Retype every item below without changing a single character or line break.

Source data:
* BEGIN *

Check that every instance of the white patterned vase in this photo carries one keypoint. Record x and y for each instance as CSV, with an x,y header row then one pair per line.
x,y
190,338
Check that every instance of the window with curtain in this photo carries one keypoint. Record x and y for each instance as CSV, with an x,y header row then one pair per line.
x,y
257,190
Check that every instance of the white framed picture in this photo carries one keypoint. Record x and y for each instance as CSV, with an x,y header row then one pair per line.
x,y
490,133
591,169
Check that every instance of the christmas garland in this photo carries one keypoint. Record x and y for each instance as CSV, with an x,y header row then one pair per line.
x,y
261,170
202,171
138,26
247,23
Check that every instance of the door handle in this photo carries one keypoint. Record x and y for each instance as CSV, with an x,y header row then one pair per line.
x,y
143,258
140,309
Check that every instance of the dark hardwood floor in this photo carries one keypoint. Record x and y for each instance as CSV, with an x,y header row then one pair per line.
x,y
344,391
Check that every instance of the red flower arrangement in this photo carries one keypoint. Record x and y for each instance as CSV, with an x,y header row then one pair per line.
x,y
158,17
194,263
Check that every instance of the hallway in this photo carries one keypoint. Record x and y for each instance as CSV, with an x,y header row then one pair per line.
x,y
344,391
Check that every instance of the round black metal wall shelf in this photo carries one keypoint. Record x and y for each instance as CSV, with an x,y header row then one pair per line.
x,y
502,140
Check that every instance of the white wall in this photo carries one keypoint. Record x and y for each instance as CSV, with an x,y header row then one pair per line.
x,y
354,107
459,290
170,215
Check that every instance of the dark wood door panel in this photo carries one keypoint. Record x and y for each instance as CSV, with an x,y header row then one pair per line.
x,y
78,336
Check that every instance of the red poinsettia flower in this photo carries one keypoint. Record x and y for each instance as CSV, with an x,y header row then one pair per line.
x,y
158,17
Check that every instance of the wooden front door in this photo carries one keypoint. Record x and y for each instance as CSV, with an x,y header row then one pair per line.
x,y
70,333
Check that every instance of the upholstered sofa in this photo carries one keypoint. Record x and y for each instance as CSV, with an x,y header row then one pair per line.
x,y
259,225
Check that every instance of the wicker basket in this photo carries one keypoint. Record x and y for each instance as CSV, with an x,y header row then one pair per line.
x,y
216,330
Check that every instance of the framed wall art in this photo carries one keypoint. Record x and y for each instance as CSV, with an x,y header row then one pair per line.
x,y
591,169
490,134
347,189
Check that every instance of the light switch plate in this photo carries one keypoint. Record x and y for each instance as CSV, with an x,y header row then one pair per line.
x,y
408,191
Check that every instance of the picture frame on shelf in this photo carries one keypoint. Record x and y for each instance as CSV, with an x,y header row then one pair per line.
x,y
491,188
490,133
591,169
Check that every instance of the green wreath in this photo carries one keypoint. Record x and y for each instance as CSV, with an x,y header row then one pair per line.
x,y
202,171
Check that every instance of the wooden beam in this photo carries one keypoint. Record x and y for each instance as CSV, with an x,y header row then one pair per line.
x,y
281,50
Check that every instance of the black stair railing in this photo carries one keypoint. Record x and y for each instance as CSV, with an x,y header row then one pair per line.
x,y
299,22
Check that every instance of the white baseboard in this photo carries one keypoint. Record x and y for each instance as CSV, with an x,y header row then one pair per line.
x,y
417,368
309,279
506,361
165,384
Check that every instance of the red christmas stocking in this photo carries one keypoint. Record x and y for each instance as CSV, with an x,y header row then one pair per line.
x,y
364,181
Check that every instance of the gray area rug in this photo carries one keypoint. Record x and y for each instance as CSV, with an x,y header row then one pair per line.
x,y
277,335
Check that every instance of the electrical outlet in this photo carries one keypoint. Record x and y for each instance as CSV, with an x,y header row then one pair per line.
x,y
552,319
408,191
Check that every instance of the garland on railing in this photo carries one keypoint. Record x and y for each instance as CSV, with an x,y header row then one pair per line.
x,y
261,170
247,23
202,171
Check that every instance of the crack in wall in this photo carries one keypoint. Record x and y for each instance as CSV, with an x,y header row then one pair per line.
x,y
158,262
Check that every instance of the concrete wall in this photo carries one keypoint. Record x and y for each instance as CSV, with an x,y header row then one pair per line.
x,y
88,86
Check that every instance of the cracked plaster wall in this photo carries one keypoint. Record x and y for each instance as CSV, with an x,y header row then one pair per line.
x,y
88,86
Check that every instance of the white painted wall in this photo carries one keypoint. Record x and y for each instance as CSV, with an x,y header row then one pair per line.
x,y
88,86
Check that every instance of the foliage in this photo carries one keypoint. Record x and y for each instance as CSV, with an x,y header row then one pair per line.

* END *

## RESPONSE BELOW
Check that every instance of the white patterned vase in this photo carries one keypoint. Record x and y for each instance as CSV, with an x,y header row then one pair per line.
x,y
190,338
Check that every instance of the window with curtain in this photo carries one keypoint. Record x and y for each instance as CSV, with an x,y header row then one pair per line.
x,y
257,190
Check that every instance of the white framed picture in this photo carries one keypoint. Record x and y for each instance as CSV, with an x,y header row then one pair per line.
x,y
490,133
591,169
Check that every instance of the christmas garland in this photo carries one keypoint. Record x and y for each instance as CSV, with an x,y header row then one pair per line.
x,y
261,170
202,171
138,26
247,23
Check that every instance of the door handle in this photo carries one keypoint. Record x and y for each instance as CSV, with an x,y header row then one pair per line.
x,y
143,258
140,309
Check that every instance of the dark hardwood floor in this photo carries one keypoint. Record x and y for each instance as CSV, with an x,y header row then one pair per line.
x,y
344,391
Check that every instance of the red flower arrangement in this photo carries one keypoint. Record x and y for each instance as CSV, with an x,y header row then one pair per line.
x,y
158,17
194,263
Check that every instance of the hallway in this photo carries one keypoint. Record x and y for each instance as CSV, with an x,y header row then one pair per line.
x,y
344,391
Check that every instance of the round black metal wall shelf in this photo carries one keypoint. Record x and y for each instance as CSV, with an x,y header row then one pair per line.
x,y
502,140
Check that every instance of the white wall in this photo carries one keypoint. Record x and y for each instance as CSV, with an x,y header row then one pair per line.
x,y
354,107
459,290
170,215
Check that every instance of the dark wood door panel in this photo carries one keypoint. Record x and y for each instance as CSV, with an x,y header row then one pair per line.
x,y
78,336
Check that every instance of the red poinsettia flower in this photo carries one keypoint. Record x and y for each instance as CSV, with an x,y header row then one pair per line.
x,y
158,17
Check that every instance of the wooden front door in this photo carries one keypoint. Record x and y for each instance as CSV, with an x,y header row then one pair per line.
x,y
70,333
Check that every instance of the upholstered sofa in this photo carries one keypoint. Record x and y for each instance as CSV, with an x,y header row then one pair per line.
x,y
259,225
Check that every instance of the wicker basket in this photo carries one keypoint. Record x and y for each instance as CSV, with an x,y header row then one pair per line.
x,y
216,330
Check that every instance of the framed wall art in this photo carries one keypoint. Record x and y for each instance as CSV, with an x,y header row then one pair per line.
x,y
591,169
490,134
347,189
Check that every instance of the light switch plate in this photo carries one keypoint. Record x and y for each instance as CSV, with an x,y header row then one pair per line.
x,y
408,191
Check that every instance of the picture frame on shelf in this photo carries one keypoint. Record x and y for each instance as CSV, with an x,y header row then one pair per line.
x,y
491,188
490,133
591,169
Check that every instance of the green wreath in this photo carries one keypoint. Record x and y for each instance as CSV, with an x,y header row then one pair per line.
x,y
202,171
Check that every instance of the wooden beam in this photo carries one keypoint. Record x and y for each instance as CSV, with an x,y header row then one pair per line.
x,y
281,50
Check that every instance of the black stair railing in this photo carries one keypoint. Record x and y for each instance as CSV, with an x,y header row then one pair per line.
x,y
299,22
Check that every instance of the white baseboard in this photo carries one keypoint. Record x and y for each instance as CSV, with an x,y header row then one pair per line.
x,y
417,368
309,279
506,361
165,384
Check that every instance of the red christmas stocking in this photo carries one keypoint. Record x and y for each instance as CSV, with an x,y header row then one pair per line.
x,y
364,181
Check that every instance of the gray area rug in this photo carries one keypoint. Record x and y for each instance as CSV, with an x,y header row then one pair per line.
x,y
277,335
Check that every instance of the electrical outlet in this photo carries one keypoint. Record x and y for each instance as CSV, with an x,y header row then one pair per line.
x,y
552,319
408,191
Check that every instance of the garland on railing in this photo carries one keypoint. Record x and y for each instance as CSV, with an x,y header row then one pair per line.
x,y
261,170
247,23
202,171
Check that every instance of the crack in wall in this photo carries one keypoint. Record x and y for each instance as CSV, with an x,y header row then one pair per line.
x,y
158,262
Check that every instance of the concrete wall in this photo carries one keypoint. Record x and y for each instance as CSV, with an x,y header row then one pair per line.
x,y
88,86
Check that every instance of the cracked plaster wall in this photo carries one keypoint. Record x and y for each instance as CSV, with an x,y header row then one pair per line.
x,y
88,86
Check that every instance of the white painted wall in this photo carries one keypoint. Record x and y for each instance as CSV, with an x,y header row then one pair per line.
x,y
88,86
Check that every instance of the foliage in this photo carries one keypoint. Record x and y for each instance as CSV, with an x,y header row then one pair per line.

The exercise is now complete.